*EXERCISE:* Locate every line in the records below that contains the string "green" and copy each of those lines.

--- BEGIN DATA EXTRACT ---

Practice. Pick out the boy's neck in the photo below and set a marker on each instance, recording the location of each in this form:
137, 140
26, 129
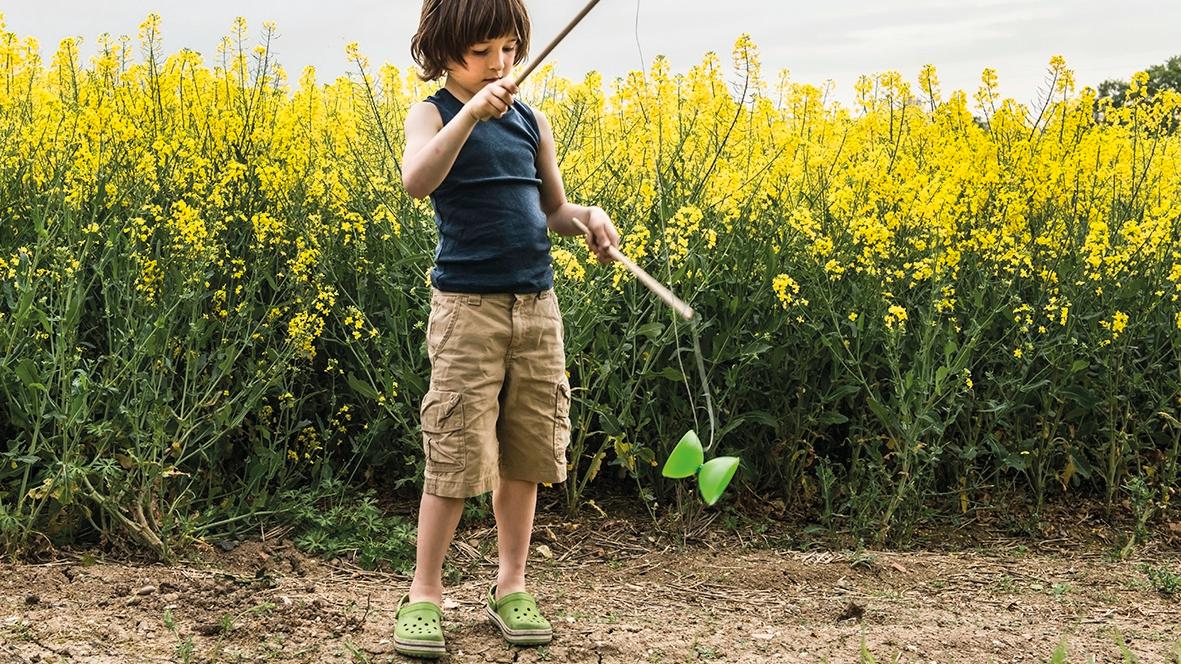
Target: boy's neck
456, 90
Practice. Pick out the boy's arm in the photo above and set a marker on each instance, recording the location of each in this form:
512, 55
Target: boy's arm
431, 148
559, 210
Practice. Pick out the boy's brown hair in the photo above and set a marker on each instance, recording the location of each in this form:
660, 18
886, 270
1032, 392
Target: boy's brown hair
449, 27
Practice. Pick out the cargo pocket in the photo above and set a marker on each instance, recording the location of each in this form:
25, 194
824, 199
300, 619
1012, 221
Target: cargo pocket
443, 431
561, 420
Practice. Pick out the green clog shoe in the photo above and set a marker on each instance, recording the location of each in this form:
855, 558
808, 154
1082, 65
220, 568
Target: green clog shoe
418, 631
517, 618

--- END DATA EXTRACT ---
--- BEGIN DATA EXTRACT ---

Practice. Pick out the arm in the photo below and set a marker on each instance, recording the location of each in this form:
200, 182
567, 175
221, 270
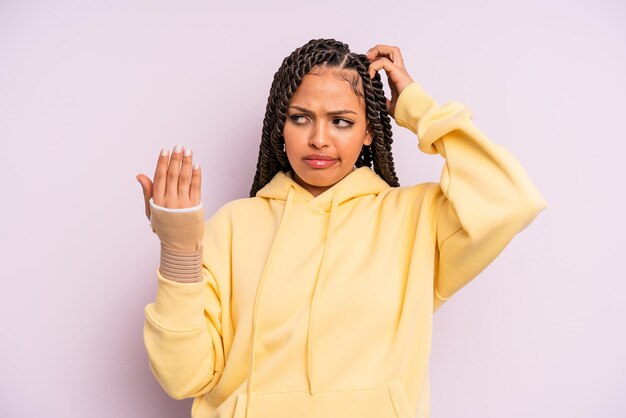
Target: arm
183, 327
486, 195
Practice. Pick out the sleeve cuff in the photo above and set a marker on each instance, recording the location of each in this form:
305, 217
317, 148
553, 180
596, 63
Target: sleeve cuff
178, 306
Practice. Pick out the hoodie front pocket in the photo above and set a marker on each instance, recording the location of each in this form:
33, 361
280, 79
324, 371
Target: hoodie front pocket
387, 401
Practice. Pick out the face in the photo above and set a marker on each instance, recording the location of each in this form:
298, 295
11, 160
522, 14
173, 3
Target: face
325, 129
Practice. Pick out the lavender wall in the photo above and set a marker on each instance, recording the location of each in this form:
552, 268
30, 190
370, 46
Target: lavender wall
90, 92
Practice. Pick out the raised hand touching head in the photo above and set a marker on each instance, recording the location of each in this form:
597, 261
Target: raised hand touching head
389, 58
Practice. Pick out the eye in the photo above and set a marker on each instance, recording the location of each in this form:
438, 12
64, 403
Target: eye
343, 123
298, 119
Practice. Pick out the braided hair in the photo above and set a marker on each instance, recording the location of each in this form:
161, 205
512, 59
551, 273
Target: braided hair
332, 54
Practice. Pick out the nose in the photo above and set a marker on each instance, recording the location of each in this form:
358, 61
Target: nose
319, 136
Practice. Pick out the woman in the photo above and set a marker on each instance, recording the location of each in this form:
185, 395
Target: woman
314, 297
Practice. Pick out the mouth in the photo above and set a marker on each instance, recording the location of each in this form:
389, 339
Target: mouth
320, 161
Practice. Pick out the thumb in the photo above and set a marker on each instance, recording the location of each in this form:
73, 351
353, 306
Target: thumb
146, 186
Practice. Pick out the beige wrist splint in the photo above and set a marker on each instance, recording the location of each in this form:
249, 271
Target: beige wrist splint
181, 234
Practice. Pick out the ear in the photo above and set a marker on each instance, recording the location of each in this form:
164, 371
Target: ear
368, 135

--- END DATA EXTRACT ---

*EXPECTED ANSWER:*
Practice. Pick out the green clog shoe in the photo above and set a marker on each instance, recording the location of each in this form:
Target: green clog shoe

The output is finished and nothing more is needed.